In 1737, Francois, her eldest son, entered the seminary in Montreal. Once he began his seminary education, Marguerite began to form a religious community. The younger son, Charles, lived with Marguerite and her budding religious community until he, too, joined the seminary. In the biography of his mother, Charles reported the women’s experience founding their community from their very first days of caring for the poor, the sick, for women who were paralyzed, who suffered from mental illness and anguish, and the blind.
The women were despised by their neighbors. The neighborhood hated them, called them drunkards and thought they must be mad, caring for the mentally ill and providing them with charity. They believed that Marguerite was carrying on her husband’s liquor trade, dealing alcohol to these underprivileged women. Once, the parish priest refused to allow Marguerite and her companions to receive the Eucharist at Sunday mass. The neighbors called them the “Soeurs Grises,” the Grey Sisters.
Marguerite and her community lived very simply, in solidarity with the destitute populations they served: they did their washing in the river and earned their keep by sewing uniforms for the French troops.
In 1745, the sisters developed a simple rule of life, called their Original Commitment, which all sisters still sign to this day. Shortly thereafter, a terrible fire gutted the home where they lived. Much like the brave Fr. Sorin, Mother Marguerite was undaunted by the disaster. The sudden loss of her material goods did not make her doubt her mission but only made her press on all the more to bring her vision to life. Soon after the fire, the wealthy merchant of Montreal offered her and her community a free house in which to live.
Due to steep debts, the General Hospital in Montreal nearly shut its doors in 1747. But Marguerite won a heated battle to become the hospital’s director in order to keep it open. And, in 1755, Bishop de Pontbriand of Quebec formally confirmed their rule. Her order’s official title became Sisters of Charity of the General Hospital, but the community continued to be known by the sobriquet “the Grey Sisters.” Marguerite said, “Keeping the name of the Grey Nuns will remind us of the insults of the beginnings and keep us humble.”
During the Franco-British Struggle for Canada, Montreal finally surrendered to the British troops in 1759. Marguerite and her sisters cared for French and British soldiers alike, providing care and kindness to all of the wounded soldiers. In fact, Marguerite bought back a British soldier from captivity and brought him to the hospital for care.
Marguerite called the poor “our masters,” refusing care to no one. In one harsh Canadian winter, Marguerite found an abandoned baby in the snow and took it as a sign that they should open orphanages. They opened a home for orphans, for runaway and freed slaves, for Native Americans, for women who had been forced into prostitution and for the mentally handicapped.

### Tasks to complete
1. From the Grey Sisters passage, set down the wording from "During the Franco-British" to "the mentally handicapped.".
2. According to the Grey Sisters passage, in what year did Bishop de Pontbriand of Quebec formally confirm the community's rule?
3. Drawing on the Grey Sisters passage, explain why Marguerite wanted the community to keep the name "Grey Nuns" even after it received its official title.

### Information
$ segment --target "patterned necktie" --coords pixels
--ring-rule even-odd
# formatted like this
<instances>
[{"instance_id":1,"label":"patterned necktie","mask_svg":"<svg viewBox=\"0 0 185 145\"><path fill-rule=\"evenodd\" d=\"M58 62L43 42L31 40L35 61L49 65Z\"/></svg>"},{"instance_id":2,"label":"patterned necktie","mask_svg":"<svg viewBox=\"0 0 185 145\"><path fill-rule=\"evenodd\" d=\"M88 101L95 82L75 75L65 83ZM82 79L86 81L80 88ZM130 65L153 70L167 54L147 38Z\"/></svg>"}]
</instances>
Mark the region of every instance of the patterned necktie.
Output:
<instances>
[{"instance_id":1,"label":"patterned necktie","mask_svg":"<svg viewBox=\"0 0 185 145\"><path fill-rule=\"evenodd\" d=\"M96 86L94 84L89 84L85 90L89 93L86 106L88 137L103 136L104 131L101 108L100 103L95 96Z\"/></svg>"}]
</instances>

### Expected outputs
1.
During the Franco-British Struggle for Canada, Montreal finally surrendered to the British troops in 1759. Marguerite and her sisters cared for French and British soldiers alike, providing care and kindness to all of the wounded soldiers. In fact, Marguerite bought back a British soldier from captivity and brought him to the hospital for care.
Marguerite called the poor “our masters,” refusing care to no one. In one harsh Canadian winter, Marguerite found an abandoned baby in the snow and took it as a sign that they should open orphanages. They opened a home for orphans, for runaway and freed slaves, for Native Americans, for women who had been forced into prostitution and for the mentally handicapped.

2. 1755

3. Marguerite believed that keeping the name would remind the sisters of the insults they had suffered in their beginnings. It would also keep them humble.